Once you reach the line that contains "Can you find the gray", retype it and every line after it exactly, ending with the last line of the entries.
─── Source data
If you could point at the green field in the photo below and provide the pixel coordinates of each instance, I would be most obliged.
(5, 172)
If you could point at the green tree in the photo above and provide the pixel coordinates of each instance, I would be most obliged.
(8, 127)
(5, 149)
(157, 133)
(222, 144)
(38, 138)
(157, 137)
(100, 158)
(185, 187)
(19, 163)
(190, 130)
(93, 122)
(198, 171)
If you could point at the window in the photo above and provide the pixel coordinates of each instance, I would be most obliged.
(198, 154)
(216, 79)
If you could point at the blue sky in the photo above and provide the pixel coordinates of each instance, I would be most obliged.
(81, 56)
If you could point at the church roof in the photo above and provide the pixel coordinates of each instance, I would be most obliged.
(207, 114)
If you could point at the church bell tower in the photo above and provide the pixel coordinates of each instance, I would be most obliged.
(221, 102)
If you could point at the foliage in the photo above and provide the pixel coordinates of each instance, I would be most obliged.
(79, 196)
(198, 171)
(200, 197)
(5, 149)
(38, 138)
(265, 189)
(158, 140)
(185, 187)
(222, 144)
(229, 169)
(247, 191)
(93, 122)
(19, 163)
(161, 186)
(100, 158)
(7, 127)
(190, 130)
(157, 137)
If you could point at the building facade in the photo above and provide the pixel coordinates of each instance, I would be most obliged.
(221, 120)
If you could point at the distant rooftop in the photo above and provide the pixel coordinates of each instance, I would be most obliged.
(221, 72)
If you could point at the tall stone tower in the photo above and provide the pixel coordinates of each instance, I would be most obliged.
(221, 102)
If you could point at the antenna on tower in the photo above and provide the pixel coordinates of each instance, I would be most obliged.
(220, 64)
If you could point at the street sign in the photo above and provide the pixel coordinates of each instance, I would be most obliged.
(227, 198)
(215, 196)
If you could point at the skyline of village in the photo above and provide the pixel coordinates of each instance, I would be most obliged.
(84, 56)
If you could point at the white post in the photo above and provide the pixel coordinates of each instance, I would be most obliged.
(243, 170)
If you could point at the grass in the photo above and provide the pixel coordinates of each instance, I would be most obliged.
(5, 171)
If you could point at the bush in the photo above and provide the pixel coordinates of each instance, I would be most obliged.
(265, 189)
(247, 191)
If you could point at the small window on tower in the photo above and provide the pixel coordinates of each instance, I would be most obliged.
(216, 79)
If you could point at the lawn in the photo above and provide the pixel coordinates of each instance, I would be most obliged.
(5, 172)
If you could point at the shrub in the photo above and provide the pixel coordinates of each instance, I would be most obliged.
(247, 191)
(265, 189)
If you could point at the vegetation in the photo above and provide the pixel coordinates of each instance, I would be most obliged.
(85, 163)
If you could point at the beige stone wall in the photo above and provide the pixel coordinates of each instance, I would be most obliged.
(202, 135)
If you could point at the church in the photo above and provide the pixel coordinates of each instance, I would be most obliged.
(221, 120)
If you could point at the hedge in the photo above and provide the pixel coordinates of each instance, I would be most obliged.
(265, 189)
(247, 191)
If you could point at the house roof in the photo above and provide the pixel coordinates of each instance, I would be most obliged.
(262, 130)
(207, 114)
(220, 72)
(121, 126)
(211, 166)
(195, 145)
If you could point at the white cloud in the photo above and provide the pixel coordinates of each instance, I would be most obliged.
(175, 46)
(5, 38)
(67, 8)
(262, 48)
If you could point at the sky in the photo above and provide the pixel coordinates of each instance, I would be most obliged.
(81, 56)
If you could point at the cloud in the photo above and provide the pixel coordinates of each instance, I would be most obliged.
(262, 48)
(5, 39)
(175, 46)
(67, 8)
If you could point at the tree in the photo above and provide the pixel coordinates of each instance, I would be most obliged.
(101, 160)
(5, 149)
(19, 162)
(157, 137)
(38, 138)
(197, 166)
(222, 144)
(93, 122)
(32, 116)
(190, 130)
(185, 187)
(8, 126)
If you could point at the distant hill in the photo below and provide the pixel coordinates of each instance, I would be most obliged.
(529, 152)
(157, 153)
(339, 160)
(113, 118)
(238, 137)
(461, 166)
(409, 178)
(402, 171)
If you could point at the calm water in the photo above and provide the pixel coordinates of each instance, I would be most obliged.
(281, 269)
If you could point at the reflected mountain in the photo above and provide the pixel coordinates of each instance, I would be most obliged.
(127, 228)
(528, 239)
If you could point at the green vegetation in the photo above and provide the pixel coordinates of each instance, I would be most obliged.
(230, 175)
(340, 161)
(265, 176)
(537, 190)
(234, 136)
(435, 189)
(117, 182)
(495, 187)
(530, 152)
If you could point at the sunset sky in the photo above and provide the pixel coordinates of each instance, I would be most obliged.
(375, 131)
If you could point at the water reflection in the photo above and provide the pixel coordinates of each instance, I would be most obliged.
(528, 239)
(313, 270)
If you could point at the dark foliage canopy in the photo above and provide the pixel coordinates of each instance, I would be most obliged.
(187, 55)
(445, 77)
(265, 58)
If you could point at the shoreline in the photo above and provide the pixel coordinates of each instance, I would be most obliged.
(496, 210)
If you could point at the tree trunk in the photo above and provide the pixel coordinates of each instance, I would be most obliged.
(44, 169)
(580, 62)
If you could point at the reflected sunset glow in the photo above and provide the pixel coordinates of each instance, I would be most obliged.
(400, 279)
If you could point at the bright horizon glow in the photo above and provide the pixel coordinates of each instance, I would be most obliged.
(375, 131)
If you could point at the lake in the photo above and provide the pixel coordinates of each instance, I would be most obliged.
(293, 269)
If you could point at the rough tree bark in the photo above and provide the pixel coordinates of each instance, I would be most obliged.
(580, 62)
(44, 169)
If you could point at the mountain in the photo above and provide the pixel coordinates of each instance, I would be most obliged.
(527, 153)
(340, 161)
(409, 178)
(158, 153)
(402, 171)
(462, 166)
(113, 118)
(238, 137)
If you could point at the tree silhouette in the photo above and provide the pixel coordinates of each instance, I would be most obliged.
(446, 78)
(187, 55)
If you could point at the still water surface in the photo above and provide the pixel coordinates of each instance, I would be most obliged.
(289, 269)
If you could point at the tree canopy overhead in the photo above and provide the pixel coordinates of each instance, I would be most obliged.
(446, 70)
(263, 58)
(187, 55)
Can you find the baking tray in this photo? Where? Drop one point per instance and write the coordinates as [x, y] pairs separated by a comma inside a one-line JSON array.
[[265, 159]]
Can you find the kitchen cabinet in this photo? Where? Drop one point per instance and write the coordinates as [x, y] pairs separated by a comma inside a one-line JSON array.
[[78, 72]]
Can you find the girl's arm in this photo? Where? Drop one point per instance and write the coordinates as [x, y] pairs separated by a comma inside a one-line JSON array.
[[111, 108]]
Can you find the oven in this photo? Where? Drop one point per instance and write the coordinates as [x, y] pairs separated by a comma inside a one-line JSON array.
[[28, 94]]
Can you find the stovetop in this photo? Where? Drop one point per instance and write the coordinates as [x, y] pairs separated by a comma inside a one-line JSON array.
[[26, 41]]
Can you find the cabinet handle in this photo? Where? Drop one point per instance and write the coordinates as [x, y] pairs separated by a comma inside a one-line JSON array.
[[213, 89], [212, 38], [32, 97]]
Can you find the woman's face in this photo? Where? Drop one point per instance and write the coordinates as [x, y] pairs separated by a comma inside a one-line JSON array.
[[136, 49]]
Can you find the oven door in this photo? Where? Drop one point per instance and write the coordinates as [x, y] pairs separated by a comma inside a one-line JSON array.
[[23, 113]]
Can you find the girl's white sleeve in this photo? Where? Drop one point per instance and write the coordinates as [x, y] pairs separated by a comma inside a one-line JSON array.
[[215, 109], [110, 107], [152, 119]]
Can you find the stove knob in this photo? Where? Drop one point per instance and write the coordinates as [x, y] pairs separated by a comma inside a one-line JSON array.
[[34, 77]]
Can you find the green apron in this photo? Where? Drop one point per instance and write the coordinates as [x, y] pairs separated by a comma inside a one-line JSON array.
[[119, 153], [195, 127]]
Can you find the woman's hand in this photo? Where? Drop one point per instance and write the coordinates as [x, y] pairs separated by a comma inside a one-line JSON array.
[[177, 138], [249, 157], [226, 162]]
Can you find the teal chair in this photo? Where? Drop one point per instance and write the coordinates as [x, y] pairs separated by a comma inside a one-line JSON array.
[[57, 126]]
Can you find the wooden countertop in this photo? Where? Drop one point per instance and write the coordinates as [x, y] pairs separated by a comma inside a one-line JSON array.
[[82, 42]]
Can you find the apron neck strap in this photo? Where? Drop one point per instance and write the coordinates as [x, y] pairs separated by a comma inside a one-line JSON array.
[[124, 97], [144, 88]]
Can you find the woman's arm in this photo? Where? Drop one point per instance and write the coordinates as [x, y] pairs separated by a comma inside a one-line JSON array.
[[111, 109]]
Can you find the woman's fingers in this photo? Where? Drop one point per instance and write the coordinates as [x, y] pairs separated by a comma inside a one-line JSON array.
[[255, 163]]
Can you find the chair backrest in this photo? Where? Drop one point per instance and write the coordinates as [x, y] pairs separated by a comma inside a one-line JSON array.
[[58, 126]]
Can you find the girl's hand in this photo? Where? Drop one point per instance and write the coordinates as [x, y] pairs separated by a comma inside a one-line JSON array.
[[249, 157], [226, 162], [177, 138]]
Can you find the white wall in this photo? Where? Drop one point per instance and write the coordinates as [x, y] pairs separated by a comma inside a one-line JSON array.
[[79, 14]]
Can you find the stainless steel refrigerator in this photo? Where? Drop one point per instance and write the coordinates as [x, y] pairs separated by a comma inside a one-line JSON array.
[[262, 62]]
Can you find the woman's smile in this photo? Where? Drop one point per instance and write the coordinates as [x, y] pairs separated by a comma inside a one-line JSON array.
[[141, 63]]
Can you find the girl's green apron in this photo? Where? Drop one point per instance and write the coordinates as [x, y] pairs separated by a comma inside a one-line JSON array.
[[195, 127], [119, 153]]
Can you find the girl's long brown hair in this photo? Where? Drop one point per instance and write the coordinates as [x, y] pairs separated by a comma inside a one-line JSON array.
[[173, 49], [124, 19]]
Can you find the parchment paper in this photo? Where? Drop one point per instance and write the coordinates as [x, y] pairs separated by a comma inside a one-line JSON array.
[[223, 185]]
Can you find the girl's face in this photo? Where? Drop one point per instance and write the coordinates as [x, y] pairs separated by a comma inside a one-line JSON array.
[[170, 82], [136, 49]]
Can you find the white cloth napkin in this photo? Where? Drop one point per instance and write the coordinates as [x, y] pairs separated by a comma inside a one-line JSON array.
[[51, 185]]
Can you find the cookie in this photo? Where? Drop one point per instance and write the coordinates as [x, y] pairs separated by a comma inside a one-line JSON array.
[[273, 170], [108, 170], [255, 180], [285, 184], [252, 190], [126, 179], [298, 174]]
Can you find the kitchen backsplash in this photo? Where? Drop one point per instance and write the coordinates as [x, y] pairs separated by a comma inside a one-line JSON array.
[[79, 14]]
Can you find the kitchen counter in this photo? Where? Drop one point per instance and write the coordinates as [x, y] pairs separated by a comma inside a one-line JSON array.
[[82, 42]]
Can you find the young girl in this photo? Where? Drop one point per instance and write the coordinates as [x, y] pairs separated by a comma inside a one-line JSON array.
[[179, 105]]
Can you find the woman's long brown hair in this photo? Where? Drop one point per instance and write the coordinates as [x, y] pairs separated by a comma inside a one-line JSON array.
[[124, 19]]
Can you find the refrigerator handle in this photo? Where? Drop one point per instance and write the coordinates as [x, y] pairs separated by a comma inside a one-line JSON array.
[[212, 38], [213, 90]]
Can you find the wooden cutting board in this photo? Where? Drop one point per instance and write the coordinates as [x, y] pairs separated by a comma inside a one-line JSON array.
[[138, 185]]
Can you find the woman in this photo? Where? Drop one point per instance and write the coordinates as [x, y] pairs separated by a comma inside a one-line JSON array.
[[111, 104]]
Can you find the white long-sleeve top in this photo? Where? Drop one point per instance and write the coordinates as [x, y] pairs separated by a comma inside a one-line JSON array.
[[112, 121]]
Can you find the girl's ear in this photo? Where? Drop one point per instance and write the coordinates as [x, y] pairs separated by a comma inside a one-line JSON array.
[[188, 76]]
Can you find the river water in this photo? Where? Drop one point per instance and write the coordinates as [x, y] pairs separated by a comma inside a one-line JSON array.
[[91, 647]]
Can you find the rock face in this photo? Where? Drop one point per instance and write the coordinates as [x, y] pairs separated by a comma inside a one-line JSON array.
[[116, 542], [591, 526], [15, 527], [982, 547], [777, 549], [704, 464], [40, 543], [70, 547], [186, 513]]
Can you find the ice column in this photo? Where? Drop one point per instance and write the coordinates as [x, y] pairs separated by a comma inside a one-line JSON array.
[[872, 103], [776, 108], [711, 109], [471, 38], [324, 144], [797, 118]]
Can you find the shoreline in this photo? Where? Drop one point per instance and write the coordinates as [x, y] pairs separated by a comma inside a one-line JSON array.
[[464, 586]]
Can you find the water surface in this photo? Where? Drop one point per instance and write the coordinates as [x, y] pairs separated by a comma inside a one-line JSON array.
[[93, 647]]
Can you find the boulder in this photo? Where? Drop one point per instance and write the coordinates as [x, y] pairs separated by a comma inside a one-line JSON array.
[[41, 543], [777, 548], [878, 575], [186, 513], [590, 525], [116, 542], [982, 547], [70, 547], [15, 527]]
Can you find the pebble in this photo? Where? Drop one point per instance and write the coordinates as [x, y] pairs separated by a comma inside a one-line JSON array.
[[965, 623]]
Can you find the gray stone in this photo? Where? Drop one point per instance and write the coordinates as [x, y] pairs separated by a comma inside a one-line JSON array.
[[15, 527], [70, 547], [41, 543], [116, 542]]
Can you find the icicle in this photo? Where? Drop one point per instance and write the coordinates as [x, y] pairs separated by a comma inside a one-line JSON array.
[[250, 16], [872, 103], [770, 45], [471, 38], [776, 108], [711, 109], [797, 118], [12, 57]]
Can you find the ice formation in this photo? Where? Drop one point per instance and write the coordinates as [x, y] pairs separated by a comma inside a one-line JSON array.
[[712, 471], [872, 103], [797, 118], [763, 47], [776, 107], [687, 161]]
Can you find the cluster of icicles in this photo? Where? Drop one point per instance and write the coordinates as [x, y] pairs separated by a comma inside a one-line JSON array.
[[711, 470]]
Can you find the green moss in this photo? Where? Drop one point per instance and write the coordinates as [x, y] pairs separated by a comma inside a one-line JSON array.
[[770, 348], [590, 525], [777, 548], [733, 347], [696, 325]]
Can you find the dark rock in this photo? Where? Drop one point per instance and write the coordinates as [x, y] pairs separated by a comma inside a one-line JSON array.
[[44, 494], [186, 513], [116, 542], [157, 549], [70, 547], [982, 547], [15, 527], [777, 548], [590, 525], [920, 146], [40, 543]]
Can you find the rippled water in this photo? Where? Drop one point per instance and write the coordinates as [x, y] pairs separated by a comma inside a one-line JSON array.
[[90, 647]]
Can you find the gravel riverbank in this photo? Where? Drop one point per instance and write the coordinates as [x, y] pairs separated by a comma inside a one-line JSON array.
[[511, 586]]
──────
--- Exercise output ---
Can you find the gray stone in this photo? Where? Drop one point per instance and write the coordinates as [x, y] pairs separated by a comma inside a one-line JSON array.
[[15, 527], [70, 547], [41, 543], [116, 542]]
Can you find the icicle in this photo? Where? Drop one point per instance and write the coordinates as [x, y] pairs separated by a comma inside a one-line JSON array.
[[250, 16], [872, 103], [770, 45], [471, 38], [776, 108], [711, 109], [797, 118], [12, 57]]
Can you find the ice formation in this photo? Where? Drop one point per instance and write the coordinates as [x, y] pairs separated by a comma inside a one-line JSON array.
[[712, 471], [872, 103], [797, 118], [763, 47], [776, 107], [687, 161]]
Can you find the cluster of icicles in this photo? Where? Drop one point per instance and write the coordinates as [x, y] pairs separated by a comma inside a one-line JSON array.
[[711, 470]]
Can you find the green moss in this photo? Where? Drop one point per instance and write the coordinates as [x, y] pairs separated by a comma inside a one-line JSON array.
[[770, 348], [590, 525], [777, 548], [733, 347], [696, 325]]
Can you find the dark rock in this photo? Where? Drop one point per instance and write the coordinates as [x, y] pairs separated by a comma inside a one-line JSON array.
[[44, 494], [186, 513], [116, 542], [157, 549], [70, 547], [982, 547], [15, 527], [777, 548], [590, 525], [920, 146], [40, 543]]
Can you find the rippled water in this photo? Where? Drop one point per instance and write the coordinates as [x, y] pairs separated by a comma inside a one-line JSON array.
[[90, 647]]
Can you find the gravel riverbank in this photo? Where? Drop one point per instance and write the coordinates as [x, y] pairs separated by a comma inside a one-line JSON array.
[[511, 586]]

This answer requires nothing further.